Format the records as a two-column CSV with the columns "prompt" and "response", one row per record holding its text and its answer, each in a single quoted field with line breaks replaced by spaces. Begin at the line that contains "If you could tag the wooden bench" and continue through the end of the records.

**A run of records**
════════════════
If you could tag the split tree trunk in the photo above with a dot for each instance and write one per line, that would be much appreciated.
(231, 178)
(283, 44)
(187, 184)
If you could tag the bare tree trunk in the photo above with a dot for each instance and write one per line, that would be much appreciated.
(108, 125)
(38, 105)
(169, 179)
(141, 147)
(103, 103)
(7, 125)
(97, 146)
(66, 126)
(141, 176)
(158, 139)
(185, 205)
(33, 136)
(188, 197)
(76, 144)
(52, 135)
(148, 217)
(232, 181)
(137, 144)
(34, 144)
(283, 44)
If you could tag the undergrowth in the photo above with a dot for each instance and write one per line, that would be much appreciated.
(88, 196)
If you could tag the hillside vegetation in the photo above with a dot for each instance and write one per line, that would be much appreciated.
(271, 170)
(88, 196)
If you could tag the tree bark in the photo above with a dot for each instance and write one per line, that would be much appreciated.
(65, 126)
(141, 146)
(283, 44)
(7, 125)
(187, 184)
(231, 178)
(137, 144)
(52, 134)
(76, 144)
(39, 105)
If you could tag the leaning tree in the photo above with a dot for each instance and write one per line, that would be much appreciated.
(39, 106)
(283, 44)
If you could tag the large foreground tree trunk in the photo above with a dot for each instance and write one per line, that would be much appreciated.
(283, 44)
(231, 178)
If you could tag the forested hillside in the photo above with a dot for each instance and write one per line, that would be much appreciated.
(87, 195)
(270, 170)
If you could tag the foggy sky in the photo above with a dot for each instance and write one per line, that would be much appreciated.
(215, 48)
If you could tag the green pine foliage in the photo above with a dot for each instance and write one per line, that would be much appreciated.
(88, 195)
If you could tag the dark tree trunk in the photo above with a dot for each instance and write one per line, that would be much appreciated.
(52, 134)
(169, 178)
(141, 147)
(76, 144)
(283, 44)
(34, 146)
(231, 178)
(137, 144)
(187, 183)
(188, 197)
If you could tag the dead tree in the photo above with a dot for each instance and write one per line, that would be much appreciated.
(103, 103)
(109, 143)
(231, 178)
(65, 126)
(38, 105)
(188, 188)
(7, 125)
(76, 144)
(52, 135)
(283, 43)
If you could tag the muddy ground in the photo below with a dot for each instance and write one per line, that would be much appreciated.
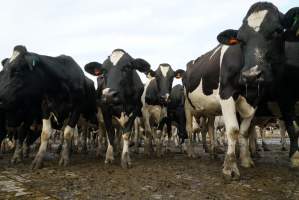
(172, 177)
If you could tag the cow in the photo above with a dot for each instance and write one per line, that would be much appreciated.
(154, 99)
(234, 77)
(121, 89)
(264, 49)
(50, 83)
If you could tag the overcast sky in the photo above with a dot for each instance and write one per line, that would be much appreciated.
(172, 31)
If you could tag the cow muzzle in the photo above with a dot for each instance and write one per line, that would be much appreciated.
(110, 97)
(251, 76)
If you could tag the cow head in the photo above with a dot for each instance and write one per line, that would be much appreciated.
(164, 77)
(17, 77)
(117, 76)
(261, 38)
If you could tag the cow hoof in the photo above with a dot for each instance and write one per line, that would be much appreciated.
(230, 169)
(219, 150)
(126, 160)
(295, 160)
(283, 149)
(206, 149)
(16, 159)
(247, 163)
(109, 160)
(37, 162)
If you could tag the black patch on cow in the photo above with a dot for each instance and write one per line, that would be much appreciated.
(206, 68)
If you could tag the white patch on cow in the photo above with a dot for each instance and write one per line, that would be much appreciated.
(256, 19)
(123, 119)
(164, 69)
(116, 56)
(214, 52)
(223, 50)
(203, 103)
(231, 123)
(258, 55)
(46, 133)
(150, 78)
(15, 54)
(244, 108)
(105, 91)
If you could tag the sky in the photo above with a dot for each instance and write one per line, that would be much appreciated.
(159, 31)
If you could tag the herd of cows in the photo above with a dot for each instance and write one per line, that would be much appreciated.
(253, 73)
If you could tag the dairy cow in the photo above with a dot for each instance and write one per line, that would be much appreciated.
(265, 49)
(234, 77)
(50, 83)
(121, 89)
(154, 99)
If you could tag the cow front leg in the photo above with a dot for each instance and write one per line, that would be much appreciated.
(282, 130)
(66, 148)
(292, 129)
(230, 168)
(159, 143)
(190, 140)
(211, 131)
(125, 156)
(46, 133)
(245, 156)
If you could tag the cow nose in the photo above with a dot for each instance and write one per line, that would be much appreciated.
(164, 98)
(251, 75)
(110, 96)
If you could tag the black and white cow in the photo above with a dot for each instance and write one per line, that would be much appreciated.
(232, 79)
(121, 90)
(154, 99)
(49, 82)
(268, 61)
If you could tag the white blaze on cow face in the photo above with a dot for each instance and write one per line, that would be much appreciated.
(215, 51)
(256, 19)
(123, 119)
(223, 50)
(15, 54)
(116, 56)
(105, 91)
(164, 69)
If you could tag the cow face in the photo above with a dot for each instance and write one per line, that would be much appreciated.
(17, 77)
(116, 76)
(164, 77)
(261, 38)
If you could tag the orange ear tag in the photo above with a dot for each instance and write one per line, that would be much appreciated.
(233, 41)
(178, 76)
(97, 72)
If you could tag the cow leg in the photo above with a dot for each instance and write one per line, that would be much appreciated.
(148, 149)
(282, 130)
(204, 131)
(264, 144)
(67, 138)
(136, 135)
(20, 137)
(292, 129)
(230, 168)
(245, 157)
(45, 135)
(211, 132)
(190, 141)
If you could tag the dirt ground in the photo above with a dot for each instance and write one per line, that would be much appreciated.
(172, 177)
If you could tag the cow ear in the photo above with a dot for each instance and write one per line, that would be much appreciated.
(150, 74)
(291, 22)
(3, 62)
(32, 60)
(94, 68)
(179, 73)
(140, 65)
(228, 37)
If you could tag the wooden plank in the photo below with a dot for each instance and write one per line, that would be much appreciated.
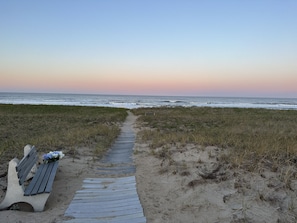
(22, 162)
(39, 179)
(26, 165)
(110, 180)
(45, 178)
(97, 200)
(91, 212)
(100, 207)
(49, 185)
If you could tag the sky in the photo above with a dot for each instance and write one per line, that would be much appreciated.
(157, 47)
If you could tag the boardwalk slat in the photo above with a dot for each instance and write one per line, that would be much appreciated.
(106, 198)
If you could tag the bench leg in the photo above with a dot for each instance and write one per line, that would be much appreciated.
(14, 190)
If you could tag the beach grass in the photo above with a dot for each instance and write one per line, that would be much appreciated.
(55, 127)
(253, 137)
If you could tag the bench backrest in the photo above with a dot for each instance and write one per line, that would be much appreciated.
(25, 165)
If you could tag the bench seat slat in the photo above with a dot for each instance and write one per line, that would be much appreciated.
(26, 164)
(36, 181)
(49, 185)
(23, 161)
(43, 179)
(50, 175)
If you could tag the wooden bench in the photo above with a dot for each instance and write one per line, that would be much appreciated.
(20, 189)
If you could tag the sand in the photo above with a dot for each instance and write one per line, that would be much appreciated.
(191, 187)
════════════════
**Task response**
prompt,response
"If you could tag the wooden bench in the photo above with a dot for each instance and write one per line, that would be much appreciated.","(20, 189)"
"If you could tag the sand in the photo above with a dot for each instance and write one per line, that would be much appreciated.","(191, 187)"